** BEGIN **

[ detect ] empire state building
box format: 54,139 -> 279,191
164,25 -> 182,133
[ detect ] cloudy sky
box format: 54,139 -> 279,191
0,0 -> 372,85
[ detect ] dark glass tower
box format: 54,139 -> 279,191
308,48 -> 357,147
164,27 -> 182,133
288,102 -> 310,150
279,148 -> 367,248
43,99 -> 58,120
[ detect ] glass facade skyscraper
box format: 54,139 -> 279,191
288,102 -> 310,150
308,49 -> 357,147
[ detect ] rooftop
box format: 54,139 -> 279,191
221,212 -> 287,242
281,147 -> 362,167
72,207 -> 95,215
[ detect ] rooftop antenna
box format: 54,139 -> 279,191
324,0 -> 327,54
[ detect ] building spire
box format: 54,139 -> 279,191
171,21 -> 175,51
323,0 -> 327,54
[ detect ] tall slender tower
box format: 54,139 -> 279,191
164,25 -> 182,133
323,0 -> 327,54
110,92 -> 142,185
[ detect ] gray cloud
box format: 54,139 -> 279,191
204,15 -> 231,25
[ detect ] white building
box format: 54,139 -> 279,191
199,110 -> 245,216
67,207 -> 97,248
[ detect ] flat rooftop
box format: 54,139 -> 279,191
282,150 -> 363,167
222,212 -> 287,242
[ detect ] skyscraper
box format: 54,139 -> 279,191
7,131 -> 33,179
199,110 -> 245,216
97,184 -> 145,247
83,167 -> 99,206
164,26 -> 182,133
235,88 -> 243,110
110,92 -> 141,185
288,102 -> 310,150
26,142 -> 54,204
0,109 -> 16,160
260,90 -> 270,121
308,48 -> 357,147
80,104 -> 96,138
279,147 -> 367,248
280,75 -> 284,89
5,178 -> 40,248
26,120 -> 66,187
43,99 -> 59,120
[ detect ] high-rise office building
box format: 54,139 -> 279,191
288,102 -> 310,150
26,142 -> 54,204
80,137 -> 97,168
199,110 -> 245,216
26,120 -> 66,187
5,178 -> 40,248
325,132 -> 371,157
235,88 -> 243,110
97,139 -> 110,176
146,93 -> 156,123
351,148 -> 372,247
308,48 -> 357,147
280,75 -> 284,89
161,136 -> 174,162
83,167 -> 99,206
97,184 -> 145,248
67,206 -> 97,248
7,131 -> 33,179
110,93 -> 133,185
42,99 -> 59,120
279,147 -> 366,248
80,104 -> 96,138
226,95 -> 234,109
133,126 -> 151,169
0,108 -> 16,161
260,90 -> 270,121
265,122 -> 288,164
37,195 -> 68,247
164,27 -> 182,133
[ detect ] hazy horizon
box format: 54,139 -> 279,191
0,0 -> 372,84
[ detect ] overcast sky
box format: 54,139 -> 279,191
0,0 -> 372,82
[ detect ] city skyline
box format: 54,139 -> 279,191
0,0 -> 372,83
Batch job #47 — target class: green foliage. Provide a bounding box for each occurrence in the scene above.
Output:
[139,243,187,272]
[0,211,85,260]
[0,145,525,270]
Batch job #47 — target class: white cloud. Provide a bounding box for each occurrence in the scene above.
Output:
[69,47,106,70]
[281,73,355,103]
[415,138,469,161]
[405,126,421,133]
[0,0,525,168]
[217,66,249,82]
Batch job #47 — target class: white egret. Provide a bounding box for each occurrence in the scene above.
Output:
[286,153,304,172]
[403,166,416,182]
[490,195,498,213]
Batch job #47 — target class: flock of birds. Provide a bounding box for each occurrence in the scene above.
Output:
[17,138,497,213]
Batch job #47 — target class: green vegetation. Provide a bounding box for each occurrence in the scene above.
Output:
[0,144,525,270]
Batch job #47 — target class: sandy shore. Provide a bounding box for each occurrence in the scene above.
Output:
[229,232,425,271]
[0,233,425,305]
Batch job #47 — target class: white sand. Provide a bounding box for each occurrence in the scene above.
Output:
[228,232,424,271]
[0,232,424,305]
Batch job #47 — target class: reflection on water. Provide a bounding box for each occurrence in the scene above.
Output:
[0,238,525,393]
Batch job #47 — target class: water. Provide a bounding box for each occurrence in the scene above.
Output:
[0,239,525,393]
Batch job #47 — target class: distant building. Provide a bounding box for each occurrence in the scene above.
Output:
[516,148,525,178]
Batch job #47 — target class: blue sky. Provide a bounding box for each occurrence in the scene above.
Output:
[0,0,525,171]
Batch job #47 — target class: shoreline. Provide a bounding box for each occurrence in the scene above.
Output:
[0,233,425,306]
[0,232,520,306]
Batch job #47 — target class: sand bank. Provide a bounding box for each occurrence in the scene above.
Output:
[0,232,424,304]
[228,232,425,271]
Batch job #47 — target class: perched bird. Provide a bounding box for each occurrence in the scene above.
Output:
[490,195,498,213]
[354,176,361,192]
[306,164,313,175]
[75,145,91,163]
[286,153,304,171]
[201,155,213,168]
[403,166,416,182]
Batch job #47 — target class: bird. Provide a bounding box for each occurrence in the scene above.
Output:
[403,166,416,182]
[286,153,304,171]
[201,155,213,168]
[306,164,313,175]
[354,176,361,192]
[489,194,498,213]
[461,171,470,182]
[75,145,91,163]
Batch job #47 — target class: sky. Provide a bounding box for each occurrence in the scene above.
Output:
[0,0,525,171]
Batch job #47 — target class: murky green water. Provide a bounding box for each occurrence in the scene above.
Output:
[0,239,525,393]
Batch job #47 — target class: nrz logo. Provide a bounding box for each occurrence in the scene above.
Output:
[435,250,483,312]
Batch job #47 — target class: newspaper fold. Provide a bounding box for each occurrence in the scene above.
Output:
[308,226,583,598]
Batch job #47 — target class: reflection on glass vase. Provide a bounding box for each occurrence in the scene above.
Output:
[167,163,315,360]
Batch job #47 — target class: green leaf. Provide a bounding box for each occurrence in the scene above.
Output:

** END **

Reproduce every line of the listing above without any change.

[ detect ] empire state building
box format: 54,139 -> 279,191
164,25 -> 182,133
[ detect ] cloudy sky
box format: 54,139 -> 279,191
0,0 -> 372,85
[ detect ] dark glass tower
box format: 54,139 -> 279,191
308,48 -> 357,147
164,27 -> 182,133
288,102 -> 310,150
279,148 -> 367,248
43,99 -> 58,120
[ detect ] glass facade skyscraper
box format: 54,139 -> 279,191
288,102 -> 310,150
308,49 -> 357,147
[ detect ] rooftop
box format: 54,139 -> 279,191
221,212 -> 287,242
281,147 -> 362,167
72,207 -> 95,215
[ detect ] rooftop antenna
box format: 54,139 -> 279,191
324,0 -> 327,54
[ detect ] building spire
box format: 54,139 -> 279,191
171,21 -> 175,51
323,0 -> 327,54
[ detect ] tall slender tower
box format: 54,139 -> 279,191
164,25 -> 182,133
323,0 -> 327,54
110,92 -> 142,185
[ detect ] gray cloud
box format: 54,139 -> 279,191
204,15 -> 231,25
[ detect ] white building
box format: 54,139 -> 279,191
199,110 -> 245,216
67,207 -> 97,248
[ detect ] flat rooftop
box format: 54,139 -> 279,191
282,150 -> 363,167
222,212 -> 287,242
[ detect ] skyscraper
box format: 54,139 -> 279,191
7,131 -> 33,179
199,110 -> 245,216
97,184 -> 145,247
83,167 -> 99,206
164,26 -> 182,133
235,88 -> 243,110
110,92 -> 141,185
288,102 -> 310,150
26,142 -> 54,204
0,109 -> 16,160
260,90 -> 270,121
308,48 -> 357,147
80,104 -> 96,138
279,147 -> 367,248
280,75 -> 284,89
5,178 -> 40,248
26,120 -> 66,187
43,99 -> 59,120
[ detect ] high-rise office building
box format: 54,139 -> 279,191
288,102 -> 310,150
26,142 -> 54,204
80,137 -> 97,168
199,110 -> 245,216
26,120 -> 66,187
5,178 -> 40,248
325,132 -> 371,157
235,88 -> 243,110
97,139 -> 110,176
146,93 -> 156,123
351,148 -> 372,247
308,48 -> 357,147
280,75 -> 284,89
161,136 -> 174,162
83,167 -> 99,206
97,184 -> 145,248
67,206 -> 97,248
7,131 -> 33,179
110,93 -> 133,185
42,99 -> 59,120
279,147 -> 366,248
80,104 -> 96,138
226,95 -> 234,109
133,126 -> 151,169
0,108 -> 16,161
260,90 -> 270,121
265,122 -> 288,164
37,195 -> 68,247
164,27 -> 182,133
[ detect ] hazy horizon
box format: 54,139 -> 279,191
0,0 -> 372,84
[ detect ] overcast sky
box format: 54,139 -> 279,191
0,0 -> 372,82
[ detect ] city skyline
box format: 54,139 -> 279,191
0,0 -> 372,83
Batch job #47 — target class: green foliage. Provide a bounding box for each occurrence in the scene above.
Output:
[139,243,187,272]
[0,211,85,260]
[0,145,525,270]
Batch job #47 — target class: white cloud. Provide a bounding box for each occurrence in the scene above.
Output:
[69,47,106,70]
[281,73,355,103]
[415,138,469,161]
[405,126,421,133]
[0,0,525,168]
[217,66,249,82]
Batch job #47 — target class: white egret. Provide a bounding box for each occurrence in the scene above.
Output:
[286,153,304,172]
[403,166,416,182]
[490,195,498,213]
Batch job #47 — target class: flock of birds. Provide a bounding box for each occurrence in the scene above.
Output:
[17,138,497,213]
Batch job #47 — target class: green vegetation. Provide a bounding box for each occurrence in the scene above.
Output:
[0,144,525,270]
Batch job #47 — target class: sandy shore. Provide a bounding box for each occurrence in the scene above.
Output:
[229,232,425,271]
[0,233,425,305]
Batch job #47 — target class: white sand. Provide a bounding box for each occurrence in the scene above.
Output:
[228,232,424,271]
[0,232,424,305]
Batch job #47 — target class: reflection on water. Provide a bounding box for each occurrence in the scene above.
Output:
[0,238,525,393]
Batch job #47 — target class: water. Provide a bounding box for each occurrence in the scene above.
Output:
[0,239,525,393]
Batch job #47 — target class: distant building. Provide a bounding box for each occurrence in the scene above.
Output:
[516,148,525,178]
Batch job #47 — target class: blue sky. Provide a bounding box for each occurrence in the scene above.
Output:
[0,0,525,171]
Batch job #47 — target class: shoreline. Provide a bounding box for each occurrence in the scene above.
Output:
[0,233,425,306]
[0,232,520,306]
Batch job #47 — target class: sand bank. Provide a bounding box for each occurrence in the scene above.
Output:
[0,232,424,304]
[228,232,425,271]
Batch job #47 — target class: perched bird. Provide a bounding box for each occurrence in the scene above.
Output:
[490,195,498,213]
[354,176,361,192]
[306,164,313,175]
[75,145,91,163]
[286,153,304,171]
[201,155,213,168]
[403,166,416,182]
Batch job #47 — target class: bird. Provide a bounding box for each occurrence in the scene above.
Output:
[403,166,416,182]
[286,153,304,171]
[201,155,213,168]
[306,164,313,175]
[354,176,361,192]
[489,194,498,213]
[461,171,470,182]
[75,145,91,163]
Batch job #47 — target class: sky. Provide a bounding box for each occurrence in the scene above.
Output:
[0,0,525,171]
Batch job #47 — target class: murky green water. Provide a bounding box for each occurrence in the scene above.
Output:
[0,239,525,393]
Batch job #47 — target class: nrz logo. Provide a bounding box for each occurrence in the scene above.
Output:
[435,250,483,312]
Batch job #47 — target class: newspaper fold. Provide a bounding box for each occurrence in the scene above.
Output:
[308,226,583,598]
Batch job #47 — target class: reflection on glass vase. Provide a bounding box for each occurrence in the scene above.
Output:
[167,163,315,360]
Batch job #47 — target class: green leaf. Provide a bounding box for each occurrence in the scene above.
Output:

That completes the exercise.